Can you write out the whole listing exactly?

→ **Point annotation dataset records**

───

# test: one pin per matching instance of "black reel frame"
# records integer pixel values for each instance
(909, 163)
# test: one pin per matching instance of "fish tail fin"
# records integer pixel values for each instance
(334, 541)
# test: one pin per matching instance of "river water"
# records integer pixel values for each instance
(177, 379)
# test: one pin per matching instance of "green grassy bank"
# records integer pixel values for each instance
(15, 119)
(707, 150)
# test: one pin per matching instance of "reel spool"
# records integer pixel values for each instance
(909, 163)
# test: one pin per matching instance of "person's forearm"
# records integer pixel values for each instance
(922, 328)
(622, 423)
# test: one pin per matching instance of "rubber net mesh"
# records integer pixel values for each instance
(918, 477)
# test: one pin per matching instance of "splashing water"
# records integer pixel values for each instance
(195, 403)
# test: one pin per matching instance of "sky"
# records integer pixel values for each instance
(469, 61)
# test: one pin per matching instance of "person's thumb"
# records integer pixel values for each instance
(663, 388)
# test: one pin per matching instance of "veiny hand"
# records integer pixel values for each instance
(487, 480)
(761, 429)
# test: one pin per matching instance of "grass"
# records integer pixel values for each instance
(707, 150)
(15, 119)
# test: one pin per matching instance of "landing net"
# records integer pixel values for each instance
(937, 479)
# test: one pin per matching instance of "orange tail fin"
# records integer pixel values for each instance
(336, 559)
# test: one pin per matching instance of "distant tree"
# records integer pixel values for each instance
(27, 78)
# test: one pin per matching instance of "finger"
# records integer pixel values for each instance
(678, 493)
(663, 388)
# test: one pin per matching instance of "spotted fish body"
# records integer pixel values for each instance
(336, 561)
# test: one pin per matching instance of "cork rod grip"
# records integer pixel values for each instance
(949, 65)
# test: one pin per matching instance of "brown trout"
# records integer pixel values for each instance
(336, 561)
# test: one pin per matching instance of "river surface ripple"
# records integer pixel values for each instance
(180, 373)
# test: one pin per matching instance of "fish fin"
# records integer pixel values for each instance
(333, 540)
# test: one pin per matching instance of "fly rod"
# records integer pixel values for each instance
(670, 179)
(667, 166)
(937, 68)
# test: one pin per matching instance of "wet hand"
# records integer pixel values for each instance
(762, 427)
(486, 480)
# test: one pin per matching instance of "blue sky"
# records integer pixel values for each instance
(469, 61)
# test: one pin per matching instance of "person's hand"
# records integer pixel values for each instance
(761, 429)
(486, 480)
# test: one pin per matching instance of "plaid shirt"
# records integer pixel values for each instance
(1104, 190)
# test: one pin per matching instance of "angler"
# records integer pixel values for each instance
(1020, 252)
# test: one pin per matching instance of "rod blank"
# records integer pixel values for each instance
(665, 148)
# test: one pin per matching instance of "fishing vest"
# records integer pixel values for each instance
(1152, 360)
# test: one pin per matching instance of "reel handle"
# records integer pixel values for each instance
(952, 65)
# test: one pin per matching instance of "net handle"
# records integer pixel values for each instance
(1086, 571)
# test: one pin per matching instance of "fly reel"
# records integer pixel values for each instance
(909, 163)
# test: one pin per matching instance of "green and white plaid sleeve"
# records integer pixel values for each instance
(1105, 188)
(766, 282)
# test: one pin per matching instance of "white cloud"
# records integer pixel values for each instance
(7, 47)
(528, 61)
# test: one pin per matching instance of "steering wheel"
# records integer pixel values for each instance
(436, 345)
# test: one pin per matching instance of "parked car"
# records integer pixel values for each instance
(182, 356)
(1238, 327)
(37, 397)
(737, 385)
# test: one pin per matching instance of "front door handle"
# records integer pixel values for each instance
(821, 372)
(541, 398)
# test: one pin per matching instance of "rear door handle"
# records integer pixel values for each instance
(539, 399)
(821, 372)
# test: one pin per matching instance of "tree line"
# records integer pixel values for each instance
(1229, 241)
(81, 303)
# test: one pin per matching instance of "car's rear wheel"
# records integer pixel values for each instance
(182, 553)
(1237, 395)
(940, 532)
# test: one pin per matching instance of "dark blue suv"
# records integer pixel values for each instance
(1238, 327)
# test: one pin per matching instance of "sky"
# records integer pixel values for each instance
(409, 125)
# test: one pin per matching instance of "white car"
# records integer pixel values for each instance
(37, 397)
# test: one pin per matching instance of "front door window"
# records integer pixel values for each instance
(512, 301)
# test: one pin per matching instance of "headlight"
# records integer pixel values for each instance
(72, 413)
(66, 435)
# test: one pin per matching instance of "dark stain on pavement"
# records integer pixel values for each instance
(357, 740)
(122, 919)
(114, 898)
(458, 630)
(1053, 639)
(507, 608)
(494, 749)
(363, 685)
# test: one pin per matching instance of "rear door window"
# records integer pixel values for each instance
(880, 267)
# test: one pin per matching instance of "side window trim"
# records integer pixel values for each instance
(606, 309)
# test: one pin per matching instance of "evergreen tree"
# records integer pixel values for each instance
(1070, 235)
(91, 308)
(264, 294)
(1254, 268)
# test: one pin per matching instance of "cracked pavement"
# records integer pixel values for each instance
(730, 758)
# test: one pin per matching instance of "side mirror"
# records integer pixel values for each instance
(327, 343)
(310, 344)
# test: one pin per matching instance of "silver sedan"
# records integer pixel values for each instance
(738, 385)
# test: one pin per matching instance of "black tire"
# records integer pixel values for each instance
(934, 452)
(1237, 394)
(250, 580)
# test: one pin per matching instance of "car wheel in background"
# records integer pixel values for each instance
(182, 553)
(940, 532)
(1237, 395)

───

→ **CORRECT RESPONSE**
# test: one pin per matching instance of "black reel frame"
# records integer pixel values for each instance
(909, 163)
# test: one pin per matching instance of "fish tail fin"
# records integer pixel values for each instance
(334, 541)
# test: one pin per matching instance of "river water"
# records integer pixel values for each instance
(177, 379)
# test: one pin per matching instance of "green grassy bank"
# records integer pixel values for each instance
(15, 119)
(707, 150)
# test: one pin per matching instance of "reel spool"
# records integer pixel values for each instance
(909, 163)
# test: one pin per matching instance of "person's forearm"
# records integer pixel values for each instance
(922, 328)
(622, 423)
# test: one pin per matching instance of "rubber net mesh"
# records integer pixel values for each instance
(918, 477)
# test: one pin per matching instance of "splashing water"
# records integer pixel values for each instance
(195, 403)
# test: one pin per matching instance of "sky"
# records integer pixel values for each instance
(469, 61)
# test: one pin per matching instance of "person's thumb"
# records integer pixel values for each instance
(663, 388)
# test: one pin per matching instance of "veiny hand"
# records integer pixel values for each instance
(487, 480)
(761, 429)
# test: one pin per matching instance of "grass"
# records integer pixel values for each instance
(707, 150)
(15, 119)
# test: one pin per matching instance of "landing net"
# records integer pixel values for each instance
(937, 479)
# test: one pin per matching instance of "orange tail fin"
# records integer pixel values for each instance
(336, 559)
# test: one pin per matching instance of "distant tree"
# records integer pixel values for each instance
(27, 78)
# test: one pin per matching instance of "finger"
# records integer pixel values for each instance
(678, 493)
(663, 388)
# test: one pin per matching instance of "spotted fish body"
# records integer pixel values for each instance
(336, 561)
# test: one pin per matching instance of "cork rod grip"
# records integer pixel values for each instance
(949, 65)
# test: one pin per matching instance of "brown trout"
# records integer pixel values for each instance
(336, 561)
# test: one pin per matching instance of "river surface ripple"
# records integer pixel values for each instance
(180, 373)
# test: one pin per matching instance of "fish fin"
# records integer pixel values for each instance
(333, 540)
# test: one pin per matching instance of "fly rod"
# records integer pixel values for each instance
(670, 179)
(667, 166)
(937, 68)
# test: one pin per matching instance of "wet hand"
# records integer pixel values for each instance
(762, 427)
(486, 480)
# test: one pin per matching instance of "blue sky"
# records integer pixel values for each instance
(469, 61)
# test: one pin per matching instance of "person's hand"
# records integer pixel values for each instance
(761, 429)
(486, 480)
# test: one pin per matching instance of "plaid shirt"
# records integer pixel values for each instance
(1104, 190)
# test: one pin per matching instance of "angler"
# records integer pixel values for each instance
(1020, 252)
# test: one pin per matching instance of "rod blank"
# records integer pixel values for each instance
(665, 148)
# test: one pin per matching instance of "fishing vest"
# records integer pixel values for each instance
(1152, 360)
# test: one pin per matching instance of "reel handle"
# records integer pixel values for each instance
(952, 65)
# test: one pin per matching instance of "net handle"
# records integer pixel values for each instance
(1086, 571)
# test: one pin per matching instance of "fly reel"
# records integer pixel values for each instance
(909, 163)
# test: one pin per matching instance of "green and white plaid sleeve"
# records integer pixel values for each instance
(1105, 188)
(766, 282)
# test: one pin per matching instance of "white cloud"
# records integer pixel values for each instance
(7, 47)
(528, 61)
# test: one pin per matching instance of "steering wheel"
# records integer pixel values for each instance
(436, 345)
# test: one pin per matching instance of "parked car"
# records integer pixel values for each instance
(182, 356)
(1238, 327)
(37, 397)
(737, 385)
# test: one pin per matching instance of "front door handle"
# records integer pixel values for each instance
(821, 372)
(541, 398)
# test: one pin per matching instance of "rear door handle"
# records integer pixel values for each instance
(539, 399)
(821, 372)
# test: one pin per matching instance of "tree line"
# records integer pixel values for each instance
(1229, 241)
(81, 303)
# test: one pin per matching instance of "car's rear wheel"
# records integer pixel values for each instance
(182, 553)
(1237, 395)
(940, 532)
# test: one pin per matching instance of "dark blue suv"
# records integer pixel values for each instance
(1238, 327)
# test: one pin per matching instance of "sky"
# records integer pixel values for each instance
(409, 125)
# test: one pin per matching instance of "white car"
# records integer pixel values for each instance
(37, 397)
# test: one pin per matching instance of "front door window"
# records integer pixel values for each instance
(512, 301)
# test: one pin per matching instance of "headlight"
# records integer pixel values for each instance
(72, 413)
(66, 435)
# test: one pin per matching instance of "dark stain on pavement"
# records integer pixel values for each instance
(357, 740)
(122, 919)
(114, 898)
(458, 630)
(1053, 639)
(507, 608)
(494, 749)
(363, 685)
# test: one pin per matching instance of "rear door window"
# records integer pixel values for each instance
(880, 267)
# test: one pin per matching instance of "side window trim"
# records integer pixel values for each instance
(606, 309)
# test: one pin per matching instance of "evergreen tree"
# records integer pixel values for each instance
(1070, 235)
(91, 308)
(264, 294)
(1254, 268)
# test: one pin per matching instance of "cracked pavement"
# records integer pixel values for each instance
(730, 758)
# test: one pin per matching instance of "side mirror"
# records integer pixel values for each instance
(327, 343)
(310, 344)
# test: one pin per matching instance of "silver sedan"
# records integer pixel values for each instance
(738, 385)
# test: one pin per matching instance of "black tire"
# records integer pixel values for each instance
(934, 452)
(1237, 394)
(250, 580)
# test: one pin per matching instance of "car wheel in background"
# records integer pixel values for each instance
(182, 553)
(940, 532)
(1237, 395)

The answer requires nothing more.